:: 수행할 과제 ::
아래 자료를 처음부터 끝까지 한 줄도 바꾸지 말고 그대로 인용하세요. 그림은 답에 넣지 마세요.

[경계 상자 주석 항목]
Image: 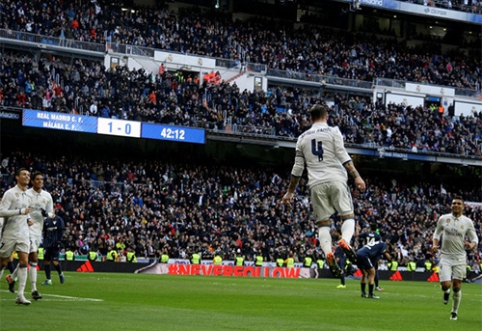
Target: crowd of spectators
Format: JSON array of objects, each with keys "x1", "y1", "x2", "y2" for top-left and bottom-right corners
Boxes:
[
  {"x1": 0, "y1": 0, "x2": 482, "y2": 272},
  {"x1": 0, "y1": 151, "x2": 482, "y2": 272},
  {"x1": 0, "y1": 0, "x2": 482, "y2": 90},
  {"x1": 0, "y1": 53, "x2": 482, "y2": 157}
]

:: 완성된 답안 ::
Image: 
Target: crowd of spectators
Format: JSON array of objects, each with keys "x1", "y1", "x2", "y2" for top-left and bottom-right corners
Boxes:
[
  {"x1": 0, "y1": 0, "x2": 482, "y2": 272},
  {"x1": 0, "y1": 151, "x2": 482, "y2": 272},
  {"x1": 0, "y1": 0, "x2": 482, "y2": 90},
  {"x1": 0, "y1": 53, "x2": 482, "y2": 157}
]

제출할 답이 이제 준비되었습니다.